──────── RECORDS SUPPLIED
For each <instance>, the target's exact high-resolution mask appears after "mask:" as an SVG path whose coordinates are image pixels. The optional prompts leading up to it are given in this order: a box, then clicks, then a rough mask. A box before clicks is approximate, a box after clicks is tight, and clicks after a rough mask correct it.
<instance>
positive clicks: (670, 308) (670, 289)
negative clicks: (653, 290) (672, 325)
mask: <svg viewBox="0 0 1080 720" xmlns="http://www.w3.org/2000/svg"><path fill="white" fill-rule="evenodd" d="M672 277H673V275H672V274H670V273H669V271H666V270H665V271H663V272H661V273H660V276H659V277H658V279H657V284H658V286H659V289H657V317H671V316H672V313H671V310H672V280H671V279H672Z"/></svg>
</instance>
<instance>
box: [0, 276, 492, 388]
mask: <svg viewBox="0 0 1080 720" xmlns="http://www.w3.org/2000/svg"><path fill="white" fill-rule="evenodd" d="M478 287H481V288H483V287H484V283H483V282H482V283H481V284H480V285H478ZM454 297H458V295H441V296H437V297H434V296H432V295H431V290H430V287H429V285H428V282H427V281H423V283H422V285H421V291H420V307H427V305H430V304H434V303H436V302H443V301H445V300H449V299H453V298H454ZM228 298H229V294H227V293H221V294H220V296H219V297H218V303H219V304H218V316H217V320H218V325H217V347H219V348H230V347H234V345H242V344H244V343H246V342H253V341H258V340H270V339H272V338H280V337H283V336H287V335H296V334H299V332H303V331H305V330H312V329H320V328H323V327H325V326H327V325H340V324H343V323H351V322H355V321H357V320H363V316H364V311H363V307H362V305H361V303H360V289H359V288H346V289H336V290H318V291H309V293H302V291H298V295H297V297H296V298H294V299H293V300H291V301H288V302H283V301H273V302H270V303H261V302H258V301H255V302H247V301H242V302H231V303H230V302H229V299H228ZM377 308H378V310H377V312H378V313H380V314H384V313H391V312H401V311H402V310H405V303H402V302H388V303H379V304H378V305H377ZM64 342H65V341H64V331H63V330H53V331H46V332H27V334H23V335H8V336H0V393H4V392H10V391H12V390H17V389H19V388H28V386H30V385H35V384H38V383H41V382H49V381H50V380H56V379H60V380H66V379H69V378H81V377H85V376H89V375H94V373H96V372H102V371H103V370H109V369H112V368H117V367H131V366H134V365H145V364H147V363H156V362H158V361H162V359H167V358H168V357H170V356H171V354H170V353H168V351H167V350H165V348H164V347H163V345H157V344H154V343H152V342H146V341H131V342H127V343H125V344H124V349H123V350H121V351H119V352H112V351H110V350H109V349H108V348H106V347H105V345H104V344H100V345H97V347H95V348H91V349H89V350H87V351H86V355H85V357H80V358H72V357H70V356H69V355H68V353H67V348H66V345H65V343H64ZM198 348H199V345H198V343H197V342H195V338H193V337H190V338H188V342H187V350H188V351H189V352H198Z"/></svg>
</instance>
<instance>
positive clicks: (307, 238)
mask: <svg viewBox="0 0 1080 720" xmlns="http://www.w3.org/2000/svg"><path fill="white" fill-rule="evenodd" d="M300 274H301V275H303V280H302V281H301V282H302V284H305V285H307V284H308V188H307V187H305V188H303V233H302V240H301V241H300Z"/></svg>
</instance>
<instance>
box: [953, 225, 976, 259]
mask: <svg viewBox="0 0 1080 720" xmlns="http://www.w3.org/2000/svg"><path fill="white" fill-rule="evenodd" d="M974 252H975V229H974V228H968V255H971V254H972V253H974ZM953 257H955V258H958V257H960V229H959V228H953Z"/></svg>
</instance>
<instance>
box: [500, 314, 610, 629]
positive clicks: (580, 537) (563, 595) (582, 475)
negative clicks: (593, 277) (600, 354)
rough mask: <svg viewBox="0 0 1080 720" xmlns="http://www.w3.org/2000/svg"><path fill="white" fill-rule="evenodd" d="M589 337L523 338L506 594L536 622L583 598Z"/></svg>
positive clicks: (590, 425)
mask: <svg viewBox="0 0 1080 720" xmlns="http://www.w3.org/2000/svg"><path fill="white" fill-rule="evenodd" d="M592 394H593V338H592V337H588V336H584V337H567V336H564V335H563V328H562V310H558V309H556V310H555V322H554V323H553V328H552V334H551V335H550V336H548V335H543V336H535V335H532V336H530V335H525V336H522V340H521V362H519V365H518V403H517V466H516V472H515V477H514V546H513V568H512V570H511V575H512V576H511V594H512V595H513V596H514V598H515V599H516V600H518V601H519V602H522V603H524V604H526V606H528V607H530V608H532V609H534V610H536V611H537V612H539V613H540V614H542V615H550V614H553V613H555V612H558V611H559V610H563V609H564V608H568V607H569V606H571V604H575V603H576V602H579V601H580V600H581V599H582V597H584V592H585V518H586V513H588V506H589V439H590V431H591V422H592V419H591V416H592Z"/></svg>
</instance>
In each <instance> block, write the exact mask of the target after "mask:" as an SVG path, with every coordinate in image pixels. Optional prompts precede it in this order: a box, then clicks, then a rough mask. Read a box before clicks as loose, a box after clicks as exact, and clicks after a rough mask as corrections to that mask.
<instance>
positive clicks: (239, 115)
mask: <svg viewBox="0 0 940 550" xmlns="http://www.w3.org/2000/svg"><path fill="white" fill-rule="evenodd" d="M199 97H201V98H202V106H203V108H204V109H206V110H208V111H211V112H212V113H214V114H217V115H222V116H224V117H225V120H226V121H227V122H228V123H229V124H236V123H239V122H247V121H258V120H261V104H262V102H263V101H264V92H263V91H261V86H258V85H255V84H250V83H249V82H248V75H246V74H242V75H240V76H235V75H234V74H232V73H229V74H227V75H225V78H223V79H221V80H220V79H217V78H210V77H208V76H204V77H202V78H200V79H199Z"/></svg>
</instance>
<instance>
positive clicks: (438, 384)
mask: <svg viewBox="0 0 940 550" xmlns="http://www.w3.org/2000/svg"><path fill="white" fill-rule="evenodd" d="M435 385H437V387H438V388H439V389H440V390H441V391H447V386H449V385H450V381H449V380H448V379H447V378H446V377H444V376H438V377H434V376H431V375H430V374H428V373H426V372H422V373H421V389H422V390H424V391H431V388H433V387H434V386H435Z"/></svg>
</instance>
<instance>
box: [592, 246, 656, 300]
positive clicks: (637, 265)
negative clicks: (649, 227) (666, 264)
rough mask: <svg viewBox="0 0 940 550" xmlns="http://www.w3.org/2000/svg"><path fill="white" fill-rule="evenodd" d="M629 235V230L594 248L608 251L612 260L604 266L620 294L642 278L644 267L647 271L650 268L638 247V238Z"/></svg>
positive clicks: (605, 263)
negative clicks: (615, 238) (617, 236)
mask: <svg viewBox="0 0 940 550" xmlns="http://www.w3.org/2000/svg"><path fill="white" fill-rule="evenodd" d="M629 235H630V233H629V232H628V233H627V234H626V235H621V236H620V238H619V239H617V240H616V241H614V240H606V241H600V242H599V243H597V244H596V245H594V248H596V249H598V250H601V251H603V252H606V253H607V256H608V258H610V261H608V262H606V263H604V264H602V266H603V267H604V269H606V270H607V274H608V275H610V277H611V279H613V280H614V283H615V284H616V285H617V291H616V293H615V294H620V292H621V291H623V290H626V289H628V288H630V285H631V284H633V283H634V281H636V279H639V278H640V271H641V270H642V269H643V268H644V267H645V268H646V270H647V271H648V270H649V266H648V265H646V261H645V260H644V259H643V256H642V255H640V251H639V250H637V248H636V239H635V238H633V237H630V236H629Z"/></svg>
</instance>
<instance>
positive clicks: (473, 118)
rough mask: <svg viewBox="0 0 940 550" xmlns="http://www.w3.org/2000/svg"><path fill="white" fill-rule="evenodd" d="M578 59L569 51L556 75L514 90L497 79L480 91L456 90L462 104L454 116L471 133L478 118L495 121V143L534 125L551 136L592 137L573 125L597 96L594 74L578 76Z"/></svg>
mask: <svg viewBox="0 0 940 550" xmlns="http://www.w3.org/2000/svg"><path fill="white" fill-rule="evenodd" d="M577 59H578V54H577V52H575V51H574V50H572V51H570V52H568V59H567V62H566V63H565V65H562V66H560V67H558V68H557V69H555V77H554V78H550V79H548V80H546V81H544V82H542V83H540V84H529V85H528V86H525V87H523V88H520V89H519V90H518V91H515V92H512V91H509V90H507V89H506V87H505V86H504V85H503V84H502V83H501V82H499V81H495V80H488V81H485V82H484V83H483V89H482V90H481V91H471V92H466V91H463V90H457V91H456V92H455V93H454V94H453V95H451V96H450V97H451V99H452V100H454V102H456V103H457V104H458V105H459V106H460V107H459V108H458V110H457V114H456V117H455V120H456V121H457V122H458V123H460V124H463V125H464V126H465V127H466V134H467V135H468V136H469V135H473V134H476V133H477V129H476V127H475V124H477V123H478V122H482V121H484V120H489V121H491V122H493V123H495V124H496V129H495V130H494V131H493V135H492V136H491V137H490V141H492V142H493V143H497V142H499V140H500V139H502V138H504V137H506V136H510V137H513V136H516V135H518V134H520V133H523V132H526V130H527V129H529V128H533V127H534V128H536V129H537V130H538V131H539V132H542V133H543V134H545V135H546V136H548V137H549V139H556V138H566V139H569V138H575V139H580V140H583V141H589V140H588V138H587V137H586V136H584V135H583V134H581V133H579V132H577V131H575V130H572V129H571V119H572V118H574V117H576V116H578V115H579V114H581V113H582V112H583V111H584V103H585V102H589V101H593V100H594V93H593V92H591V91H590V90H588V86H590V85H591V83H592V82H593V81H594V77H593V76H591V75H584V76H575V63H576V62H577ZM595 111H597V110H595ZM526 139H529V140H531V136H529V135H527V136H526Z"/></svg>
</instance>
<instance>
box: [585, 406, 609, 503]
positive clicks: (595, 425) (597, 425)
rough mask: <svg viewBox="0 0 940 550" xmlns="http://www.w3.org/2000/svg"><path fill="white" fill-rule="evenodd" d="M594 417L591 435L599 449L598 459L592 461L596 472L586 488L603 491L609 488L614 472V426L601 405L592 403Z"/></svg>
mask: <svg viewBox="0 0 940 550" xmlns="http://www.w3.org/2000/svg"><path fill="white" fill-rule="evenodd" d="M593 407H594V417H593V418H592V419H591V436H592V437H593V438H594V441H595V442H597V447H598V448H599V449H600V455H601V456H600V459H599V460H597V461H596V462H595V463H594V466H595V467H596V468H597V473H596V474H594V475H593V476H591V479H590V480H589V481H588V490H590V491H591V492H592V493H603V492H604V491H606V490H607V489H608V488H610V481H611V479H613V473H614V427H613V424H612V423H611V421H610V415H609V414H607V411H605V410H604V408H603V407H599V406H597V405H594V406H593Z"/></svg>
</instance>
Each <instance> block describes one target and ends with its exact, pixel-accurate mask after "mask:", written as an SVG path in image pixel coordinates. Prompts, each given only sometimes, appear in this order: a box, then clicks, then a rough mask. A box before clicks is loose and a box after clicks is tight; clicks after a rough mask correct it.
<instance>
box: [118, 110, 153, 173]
────────────────
Collect every line in the rows above that contains the string "positive", and copy each one in its original order.

**EXERCISE SOLUTION**
positive clicks: (670, 308) (670, 289)
positive clicks: (307, 238)
positive clicks: (580, 537) (563, 595) (582, 475)
positive clicks: (590, 425)
positive clicks: (239, 115)
positive clicks: (438, 384)
positive clicks: (637, 265)
positive clicks: (605, 263)
positive clicks: (473, 118)
positive clicks: (595, 425) (597, 425)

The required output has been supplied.